⟨

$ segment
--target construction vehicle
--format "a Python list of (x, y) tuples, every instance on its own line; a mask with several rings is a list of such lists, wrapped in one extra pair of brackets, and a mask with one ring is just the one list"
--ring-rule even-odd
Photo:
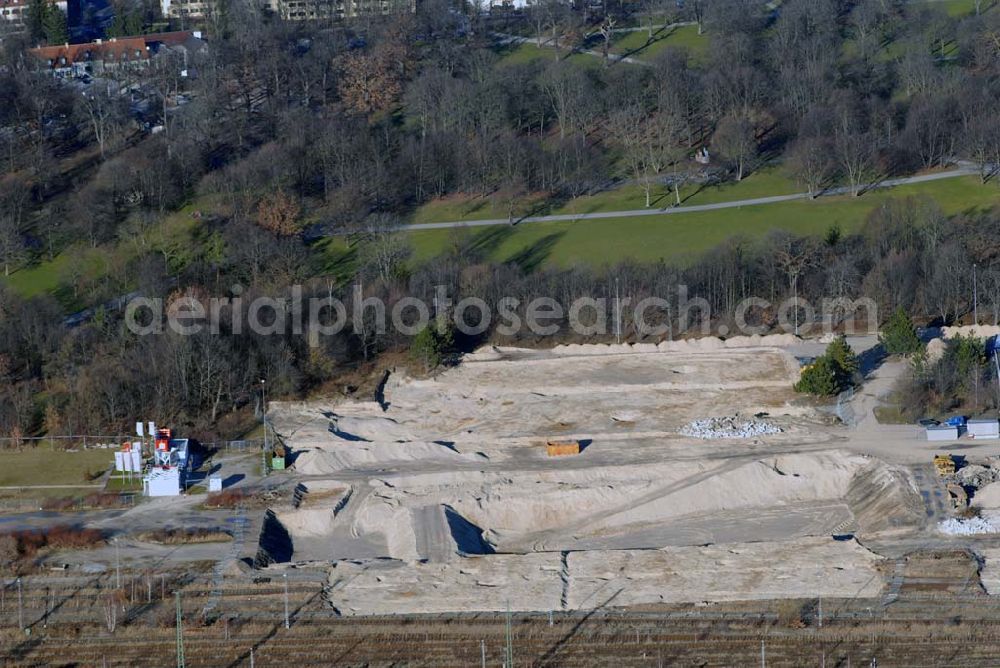
[(955, 460), (951, 455), (935, 455), (934, 468), (939, 476), (949, 476), (955, 474)]

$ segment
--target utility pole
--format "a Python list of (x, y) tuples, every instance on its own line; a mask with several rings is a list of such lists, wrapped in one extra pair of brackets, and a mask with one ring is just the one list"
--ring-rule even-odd
[(267, 462), (267, 387), (264, 384), (264, 379), (260, 379), (260, 421), (264, 425), (264, 454), (262, 456), (262, 465), (264, 467), (264, 475), (269, 472), (268, 462)]
[(17, 579), (17, 628), (24, 630), (24, 596), (21, 592), (21, 578)]
[(507, 647), (504, 650), (504, 668), (514, 668), (514, 636), (510, 628), (510, 600), (507, 601)]
[[(994, 345), (1000, 346), (1000, 342)], [(1000, 348), (993, 350), (993, 365), (997, 368), (997, 401), (1000, 402)]]
[(184, 668), (184, 627), (181, 625), (181, 593), (174, 593), (177, 600), (177, 668)]
[(972, 263), (972, 312), (975, 318), (974, 325), (979, 324), (979, 276), (977, 275), (978, 265)]
[(615, 276), (615, 339), (622, 342), (622, 300), (618, 291), (618, 277)]
[(285, 581), (285, 628), (292, 628), (291, 620), (288, 617), (288, 573), (282, 573), (281, 577)]

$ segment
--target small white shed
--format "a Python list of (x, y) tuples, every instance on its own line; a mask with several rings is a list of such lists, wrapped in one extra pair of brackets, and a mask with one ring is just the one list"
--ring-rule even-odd
[(178, 496), (181, 493), (181, 472), (175, 466), (150, 469), (142, 482), (146, 496)]
[(969, 438), (1000, 439), (1000, 421), (969, 420), (965, 423), (965, 433)]
[(933, 427), (927, 427), (927, 440), (928, 441), (957, 441), (958, 440), (958, 427), (952, 427), (946, 424), (939, 424)]

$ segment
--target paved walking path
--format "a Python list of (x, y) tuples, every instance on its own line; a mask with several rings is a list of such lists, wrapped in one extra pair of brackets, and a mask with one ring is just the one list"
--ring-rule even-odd
[[(929, 181), (941, 181), (943, 179), (953, 179), (959, 176), (975, 174), (975, 169), (960, 168), (936, 174), (924, 174), (922, 176), (908, 176), (900, 179), (887, 179), (868, 186), (864, 190), (874, 190), (877, 188), (892, 188), (894, 186), (910, 185), (915, 183), (927, 183)], [(830, 188), (823, 191), (823, 195), (847, 195), (851, 193), (851, 188)], [(700, 211), (718, 211), (721, 209), (739, 209), (744, 206), (761, 206), (765, 204), (778, 204), (780, 202), (792, 202), (795, 200), (810, 199), (809, 193), (795, 193), (792, 195), (774, 195), (771, 197), (758, 197), (755, 199), (741, 199), (731, 202), (715, 202), (713, 204), (695, 204), (691, 206), (675, 206), (668, 208), (648, 208), (629, 209), (627, 211), (599, 211), (594, 213), (562, 213), (548, 216), (527, 216), (515, 221), (516, 225), (526, 223), (554, 223), (560, 221), (597, 220), (601, 218), (639, 218), (643, 216), (667, 216), (677, 213), (698, 213)], [(417, 225), (407, 225), (403, 229), (408, 231), (418, 230), (445, 230), (455, 227), (493, 227), (497, 225), (510, 225), (507, 218), (490, 218), (485, 220), (450, 221), (442, 223), (420, 223)]]

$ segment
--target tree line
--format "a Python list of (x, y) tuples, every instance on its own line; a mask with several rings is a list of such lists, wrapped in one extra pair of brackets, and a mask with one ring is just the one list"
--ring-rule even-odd
[[(679, 16), (610, 7), (650, 35), (648, 17), (692, 20), (708, 40), (703, 54), (668, 48), (633, 66), (572, 55), (604, 17), (587, 24), (556, 3), (484, 23), (431, 0), (412, 17), (349, 25), (221, 7), (208, 53), (186, 63), (196, 76), (180, 77), (173, 53), (118, 75), (141, 111), (114, 87), (80, 95), (4, 42), (0, 265), (51, 266), (58, 288), (0, 289), (0, 432), (79, 433), (150, 415), (226, 431), (261, 377), (275, 396), (303, 394), (409, 346), (363, 322), (319, 346), (291, 332), (135, 337), (121, 312), (100, 306), (134, 291), (169, 301), (232, 296), (238, 285), (249, 299), (303, 284), (307, 296), (347, 299), (361, 285), (392, 304), (432, 300), (444, 285), (496, 305), (610, 298), (614, 284), (634, 300), (667, 298), (653, 315), (680, 337), (734, 324), (751, 296), (868, 297), (882, 314), (955, 322), (973, 308), (976, 271), (981, 312), (1000, 316), (995, 213), (949, 218), (921, 197), (885, 202), (856, 234), (733, 238), (684, 264), (553, 269), (552, 235), (496, 263), (503, 227), (455, 230), (443, 255), (418, 263), (398, 231), (410, 210), (445, 195), (481, 196), (514, 220), (539, 193), (558, 202), (634, 183), (677, 194), (777, 161), (815, 194), (842, 185), (861, 195), (877, 179), (958, 159), (988, 181), (1000, 164), (1000, 12), (959, 20), (888, 0), (789, 0), (780, 11), (689, 1)], [(508, 57), (495, 30), (548, 43), (540, 57)], [(692, 161), (702, 147), (714, 156), (707, 169)], [(331, 235), (351, 241), (334, 260), (323, 250)], [(687, 331), (681, 286), (710, 313)], [(66, 311), (83, 307), (96, 307), (92, 317), (68, 326)], [(776, 324), (767, 309), (751, 316)], [(623, 328), (639, 337), (627, 315)]]

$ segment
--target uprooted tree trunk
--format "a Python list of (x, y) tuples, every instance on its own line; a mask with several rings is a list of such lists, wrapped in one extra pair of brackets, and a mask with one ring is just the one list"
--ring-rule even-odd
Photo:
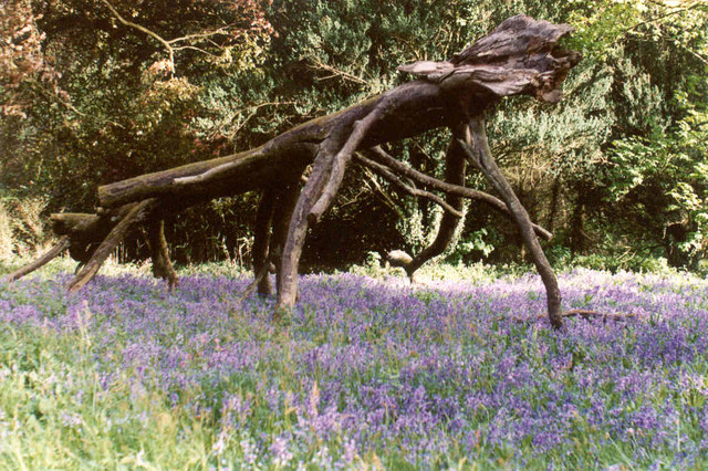
[[(417, 80), (300, 125), (259, 148), (100, 187), (96, 214), (53, 216), (55, 232), (69, 238), (62, 244), (69, 243), (72, 257), (84, 264), (70, 289), (91, 280), (107, 253), (136, 224), (148, 228), (155, 274), (173, 285), (177, 280), (160, 221), (211, 198), (260, 190), (252, 289), (270, 294), (267, 274), (274, 265), (277, 312), (290, 308), (298, 299), (298, 266), (308, 227), (331, 207), (354, 159), (396, 188), (428, 198), (445, 210), (433, 244), (404, 263), (410, 276), (449, 247), (461, 220), (464, 199), (485, 202), (511, 217), (519, 227), (546, 289), (550, 321), (560, 327), (563, 316), (558, 282), (537, 239), (549, 239), (550, 233), (529, 220), (494, 163), (487, 144), (485, 116), (493, 112), (499, 100), (510, 95), (558, 102), (561, 83), (580, 59), (558, 45), (571, 31), (566, 24), (513, 17), (449, 61), (398, 67)], [(381, 147), (438, 127), (452, 130), (445, 181), (412, 169)], [(490, 180), (501, 199), (465, 187), (468, 164)], [(306, 182), (300, 188), (309, 166)], [(31, 268), (40, 266), (49, 255)]]

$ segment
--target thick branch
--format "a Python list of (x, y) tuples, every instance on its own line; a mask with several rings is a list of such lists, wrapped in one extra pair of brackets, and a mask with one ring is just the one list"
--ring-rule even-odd
[(154, 221), (148, 228), (148, 244), (153, 259), (153, 275), (167, 281), (170, 290), (177, 286), (178, 278), (173, 263), (169, 261), (169, 250), (165, 239), (165, 221)]
[[(386, 153), (384, 149), (382, 149), (381, 147), (373, 147), (371, 149), (368, 149), (366, 151), (366, 155), (368, 155), (369, 157), (373, 157), (374, 159), (378, 160), (379, 163), (385, 164), (386, 166), (391, 167), (392, 169), (394, 169), (395, 171), (397, 171), (400, 175), (404, 175), (408, 178), (410, 178), (414, 181), (417, 181), (418, 184), (428, 187), (428, 188), (434, 188), (436, 190), (439, 191), (445, 191), (445, 192), (449, 192), (449, 193), (455, 193), (455, 195), (460, 195), (465, 198), (471, 199), (471, 200), (476, 200), (476, 201), (482, 201), (489, 206), (491, 206), (493, 209), (496, 209), (497, 211), (503, 213), (507, 217), (511, 217), (511, 212), (509, 211), (509, 208), (507, 207), (507, 205), (500, 200), (499, 198), (496, 198), (491, 195), (488, 195), (483, 191), (478, 191), (478, 190), (473, 190), (471, 188), (466, 188), (466, 187), (461, 187), (458, 185), (451, 185), (441, 180), (438, 180), (437, 178), (430, 177), (429, 175), (425, 175), (420, 171), (417, 171), (413, 168), (410, 168), (409, 166), (407, 166), (406, 164), (396, 160), (394, 157), (392, 157), (391, 155), (388, 155), (388, 153)], [(553, 238), (553, 234), (549, 231), (546, 231), (545, 229), (543, 229), (542, 227), (538, 226), (538, 224), (533, 224), (533, 231), (541, 238), (545, 239), (545, 240), (551, 240)]]
[(69, 283), (66, 289), (73, 293), (82, 289), (98, 272), (98, 269), (106, 261), (113, 249), (121, 243), (123, 238), (128, 233), (134, 223), (138, 222), (149, 211), (150, 206), (155, 205), (155, 200), (149, 199), (134, 205), (127, 214), (111, 230), (105, 240), (98, 245), (91, 257), (91, 260), (84, 265), (76, 276)]
[(561, 291), (558, 286), (558, 280), (555, 279), (551, 264), (543, 253), (543, 249), (541, 248), (539, 240), (533, 233), (533, 227), (531, 219), (529, 218), (529, 213), (523, 206), (521, 206), (521, 201), (519, 201), (519, 198), (513, 192), (511, 185), (509, 185), (502, 172), (499, 170), (499, 167), (491, 155), (489, 143), (487, 142), (487, 133), (485, 132), (483, 117), (475, 116), (471, 119), (470, 132), (473, 148), (464, 140), (464, 136), (458, 136), (458, 143), (466, 151), (469, 159), (482, 170), (497, 191), (501, 193), (504, 201), (507, 201), (507, 206), (517, 221), (517, 226), (519, 227), (523, 241), (529, 249), (529, 253), (531, 254), (533, 263), (541, 275), (543, 284), (545, 285), (549, 320), (551, 321), (551, 325), (560, 328), (563, 326), (563, 315), (561, 313)]
[(163, 44), (163, 46), (165, 46), (165, 49), (167, 50), (167, 53), (169, 54), (169, 67), (170, 67), (170, 72), (175, 71), (175, 50), (173, 49), (171, 44), (169, 43), (169, 41), (164, 40), (159, 34), (155, 33), (154, 31), (148, 30), (147, 28), (134, 23), (132, 21), (126, 20), (125, 18), (123, 18), (121, 15), (121, 13), (118, 13), (118, 11), (111, 4), (108, 3), (107, 0), (101, 0), (103, 1), (103, 3), (108, 8), (108, 10), (111, 10), (111, 13), (113, 13), (113, 15), (123, 24), (125, 24), (126, 27), (131, 27), (134, 28), (147, 35), (149, 35), (150, 38), (154, 38), (157, 42), (159, 42), (160, 44)]
[(400, 178), (398, 178), (398, 176), (396, 174), (391, 171), (391, 169), (387, 168), (386, 166), (384, 166), (382, 164), (378, 164), (378, 163), (375, 163), (374, 160), (367, 159), (366, 157), (364, 157), (362, 155), (358, 155), (358, 154), (355, 156), (355, 158), (356, 158), (357, 163), (360, 163), (361, 165), (363, 165), (365, 167), (371, 168), (376, 174), (381, 175), (382, 177), (384, 177), (385, 179), (387, 179), (392, 184), (396, 185), (398, 188), (400, 188), (402, 190), (404, 190), (408, 195), (414, 196), (414, 197), (421, 197), (421, 198), (428, 199), (428, 200), (433, 201), (434, 203), (438, 205), (446, 212), (449, 212), (455, 218), (459, 219), (459, 218), (461, 218), (464, 216), (460, 211), (458, 211), (457, 209), (452, 208), (450, 205), (445, 202), (445, 200), (442, 198), (440, 198), (439, 196), (437, 196), (435, 193), (431, 193), (429, 191), (419, 190), (418, 188), (414, 188), (414, 187), (405, 184)]

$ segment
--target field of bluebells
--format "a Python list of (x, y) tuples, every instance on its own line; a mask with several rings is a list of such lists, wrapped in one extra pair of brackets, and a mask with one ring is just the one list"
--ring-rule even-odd
[(0, 468), (708, 467), (708, 281), (309, 275), (292, 315), (247, 275), (0, 282)]

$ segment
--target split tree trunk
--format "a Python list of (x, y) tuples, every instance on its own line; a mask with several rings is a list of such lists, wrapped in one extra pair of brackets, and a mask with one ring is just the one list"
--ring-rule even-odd
[[(166, 275), (170, 283), (176, 281), (168, 261), (165, 263), (162, 222), (155, 221), (211, 198), (263, 190), (253, 269), (260, 293), (267, 294), (270, 286), (266, 271), (271, 261), (277, 262), (278, 308), (289, 308), (298, 299), (298, 268), (308, 226), (317, 222), (331, 207), (348, 164), (357, 158), (404, 190), (424, 195), (446, 210), (436, 241), (412, 260), (410, 275), (450, 244), (461, 219), (462, 198), (485, 200), (510, 214), (519, 226), (546, 286), (551, 322), (560, 326), (558, 284), (534, 232), (546, 238), (550, 234), (531, 223), (501, 176), (489, 154), (480, 116), (510, 95), (527, 94), (543, 102), (558, 102), (561, 83), (580, 60), (577, 53), (558, 45), (571, 31), (566, 24), (513, 17), (449, 61), (424, 61), (399, 67), (418, 80), (308, 122), (257, 149), (100, 187), (101, 208), (96, 214), (54, 217), (58, 233), (70, 238), (72, 255), (85, 262), (70, 290), (77, 290), (91, 280), (113, 247), (133, 226), (143, 222), (152, 228), (156, 274)], [(415, 172), (376, 147), (438, 127), (449, 127), (456, 136), (446, 158), (446, 181)], [(471, 140), (467, 137), (468, 128)], [(355, 157), (355, 153), (367, 149), (373, 159)], [(471, 161), (491, 180), (503, 202), (464, 187), (467, 151), (471, 151)], [(300, 190), (296, 182), (309, 165), (312, 165), (310, 176)], [(444, 200), (396, 181), (399, 175), (442, 191)]]

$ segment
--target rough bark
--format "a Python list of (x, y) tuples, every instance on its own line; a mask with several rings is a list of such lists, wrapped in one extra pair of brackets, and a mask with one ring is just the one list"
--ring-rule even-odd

⟩

Copy the listing verbatim from its first line through the line containing "476), (955, 474)]", both ends included, and omit the picture from your copy.

$ segment
--target construction vehicle
--format "a Python list of (x, y) tuples, every instance on its own line; a mask with several rings is a list of such lists, wrapped in one extra pair of brackets, and a mask with one ring is just the one list"
--ring-rule even-odd
Photo:
[(955, 460), (951, 455), (935, 455), (934, 468), (939, 476), (949, 476), (955, 474)]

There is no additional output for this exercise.